_Instructions to follow_. Repeat all of the following items, changing each "Target" to "Object" and leaving everything else the same.

_Provided records_.
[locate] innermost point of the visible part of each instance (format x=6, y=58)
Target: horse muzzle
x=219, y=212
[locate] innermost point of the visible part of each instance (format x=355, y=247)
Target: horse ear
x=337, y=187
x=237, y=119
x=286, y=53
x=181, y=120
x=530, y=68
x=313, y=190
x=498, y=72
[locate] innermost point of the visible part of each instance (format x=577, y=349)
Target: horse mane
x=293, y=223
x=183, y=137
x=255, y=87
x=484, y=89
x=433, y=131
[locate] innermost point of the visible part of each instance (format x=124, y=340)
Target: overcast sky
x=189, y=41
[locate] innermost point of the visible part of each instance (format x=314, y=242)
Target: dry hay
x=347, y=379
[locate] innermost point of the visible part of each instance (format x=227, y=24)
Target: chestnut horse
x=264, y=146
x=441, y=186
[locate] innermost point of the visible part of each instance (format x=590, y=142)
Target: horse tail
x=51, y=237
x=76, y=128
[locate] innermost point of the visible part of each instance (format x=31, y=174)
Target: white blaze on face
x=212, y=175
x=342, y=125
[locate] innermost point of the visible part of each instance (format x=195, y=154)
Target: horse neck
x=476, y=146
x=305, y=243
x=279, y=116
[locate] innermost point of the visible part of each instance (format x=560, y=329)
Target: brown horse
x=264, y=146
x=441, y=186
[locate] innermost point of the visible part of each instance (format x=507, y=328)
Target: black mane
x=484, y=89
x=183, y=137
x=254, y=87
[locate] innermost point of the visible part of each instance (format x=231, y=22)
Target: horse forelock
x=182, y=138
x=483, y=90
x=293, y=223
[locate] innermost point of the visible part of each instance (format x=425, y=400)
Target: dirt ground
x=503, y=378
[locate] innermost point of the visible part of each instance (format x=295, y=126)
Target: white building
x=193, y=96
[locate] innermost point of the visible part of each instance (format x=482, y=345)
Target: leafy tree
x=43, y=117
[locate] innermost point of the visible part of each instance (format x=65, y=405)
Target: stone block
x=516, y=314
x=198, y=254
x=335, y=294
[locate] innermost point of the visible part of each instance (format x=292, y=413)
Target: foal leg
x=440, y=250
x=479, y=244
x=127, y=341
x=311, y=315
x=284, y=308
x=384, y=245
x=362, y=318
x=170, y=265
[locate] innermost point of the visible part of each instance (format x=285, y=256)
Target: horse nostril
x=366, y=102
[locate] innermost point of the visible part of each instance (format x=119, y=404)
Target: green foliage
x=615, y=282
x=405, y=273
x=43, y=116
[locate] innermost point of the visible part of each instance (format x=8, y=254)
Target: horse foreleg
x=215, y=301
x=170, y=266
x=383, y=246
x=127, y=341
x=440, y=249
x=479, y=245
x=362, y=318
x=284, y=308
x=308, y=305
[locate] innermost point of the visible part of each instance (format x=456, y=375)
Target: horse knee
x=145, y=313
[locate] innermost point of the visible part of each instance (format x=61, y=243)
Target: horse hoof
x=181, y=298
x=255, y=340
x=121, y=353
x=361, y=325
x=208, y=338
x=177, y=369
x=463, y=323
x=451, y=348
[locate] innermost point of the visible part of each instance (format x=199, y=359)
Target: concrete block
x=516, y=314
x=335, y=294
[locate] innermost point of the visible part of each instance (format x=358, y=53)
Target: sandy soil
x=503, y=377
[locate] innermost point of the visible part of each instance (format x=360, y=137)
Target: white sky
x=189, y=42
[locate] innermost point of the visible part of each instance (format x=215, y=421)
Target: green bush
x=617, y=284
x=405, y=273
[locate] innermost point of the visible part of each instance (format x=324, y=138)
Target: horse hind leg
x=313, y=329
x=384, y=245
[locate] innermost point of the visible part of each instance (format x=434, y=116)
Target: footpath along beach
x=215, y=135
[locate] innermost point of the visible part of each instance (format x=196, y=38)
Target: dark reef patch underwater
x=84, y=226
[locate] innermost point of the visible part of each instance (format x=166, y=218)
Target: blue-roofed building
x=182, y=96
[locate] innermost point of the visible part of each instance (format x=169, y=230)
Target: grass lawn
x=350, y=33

_Solution below_.
[locate] innermost point of the visible part of each instance (format x=6, y=58)
Object: horse muzzle
x=219, y=212
[locate] innermost point of the visible part of each instance (format x=355, y=247)
Object: horse ear
x=337, y=187
x=237, y=119
x=286, y=53
x=181, y=120
x=530, y=68
x=313, y=190
x=498, y=72
[locate] innermost point of the visible part of each instance (format x=577, y=349)
Object: horse mane
x=293, y=223
x=183, y=137
x=255, y=87
x=484, y=89
x=433, y=131
[locate] innermost point of the visible part of each instance (format x=124, y=340)
Object: overcast sky
x=189, y=41
[locate] innermost point of the visible part of each instance (format x=314, y=242)
Object: dry hay
x=347, y=379
[locate] innermost point of the visible part of each instance (format x=227, y=24)
Object: chestnut horse
x=264, y=146
x=441, y=186
[locate] innermost point of the visible part of each instance (format x=590, y=142)
Object: horse tail
x=51, y=237
x=76, y=128
[locate] innermost point of the visible part of each instance (format x=31, y=174)
Object: white blaze on face
x=212, y=175
x=342, y=125
[locate] innermost point of the visible part of each instance (format x=195, y=154)
Object: horse neck
x=476, y=146
x=305, y=243
x=279, y=116
[locate] innermost point of the visible part of each instance (format x=560, y=329)
Object: brown horse
x=264, y=146
x=441, y=186
[locate] innermost point of the visible part of each instance (format x=507, y=328)
Object: black mane
x=484, y=89
x=183, y=137
x=254, y=87
[locate] innermost point of the visible part of each instance (format x=231, y=22)
Object: horse forelock
x=182, y=138
x=483, y=90
x=293, y=223
[locate] innermost point of the visible part of each instance (format x=425, y=400)
Object: dirt ground
x=503, y=378
[locate] innermost point of the visible part of each instance (format x=295, y=126)
Object: white building
x=193, y=96
[locate] innermost point of the visible part of each instance (format x=482, y=345)
Object: leafy tree
x=43, y=117
[locate] innermost point of the visible part of each instance (format x=65, y=405)
Object: stone block
x=516, y=314
x=198, y=254
x=335, y=294
[locate] innermost point of the visible part of each instance (format x=292, y=413)
Object: foal leg
x=440, y=250
x=479, y=244
x=127, y=341
x=311, y=315
x=284, y=308
x=384, y=245
x=362, y=318
x=170, y=265
[locate] innermost point of the visible part of each instance (format x=285, y=256)
Object: horse nostril
x=366, y=102
[locate] innermost point of the visible part of each instance (format x=119, y=404)
Object: green foliage
x=615, y=282
x=405, y=273
x=43, y=116
[locate] innermost point of the visible part of each instance (format x=8, y=254)
Object: horse foreleg
x=215, y=301
x=170, y=266
x=383, y=246
x=127, y=341
x=440, y=249
x=479, y=245
x=362, y=318
x=284, y=308
x=308, y=305
[locate] innermost point of the visible part of each instance (format x=456, y=375)
Object: horse knee
x=145, y=313
[locate] innermost point of the visible part of each instance (format x=61, y=243)
Object: horse hoof
x=181, y=298
x=255, y=340
x=121, y=353
x=361, y=325
x=208, y=338
x=177, y=369
x=463, y=323
x=451, y=348
[locate] innermost point of the visible part of each instance (format x=199, y=359)
Object: concrete block
x=516, y=314
x=335, y=294
[locate] innermost point of the visible part of each instance (format x=358, y=53)
Object: sandy soil
x=503, y=377
[locate] innermost point of the visible part of each instance (format x=360, y=137)
Object: white sky
x=189, y=42
[locate] innermost point of the visible part of each instance (format x=215, y=421)
Object: green bush
x=617, y=284
x=405, y=273
[locate] innermost point of the visible part of each instance (format x=324, y=138)
Object: horse hind leg
x=313, y=329
x=384, y=245
[locate] innermost point of the visible part of each instance (format x=434, y=116)
Object: footpath along beach
x=215, y=135
[locate] innermost point of the visible part of each instance (format x=196, y=38)
Object: dark reef patch underwater
x=84, y=226
[locate] innermost point of the visible part of each instance (format x=166, y=218)
Object: blue-roofed building
x=182, y=96
[locate] innermost point of the visible part of each instance (format x=169, y=230)
Object: grass lawn
x=350, y=33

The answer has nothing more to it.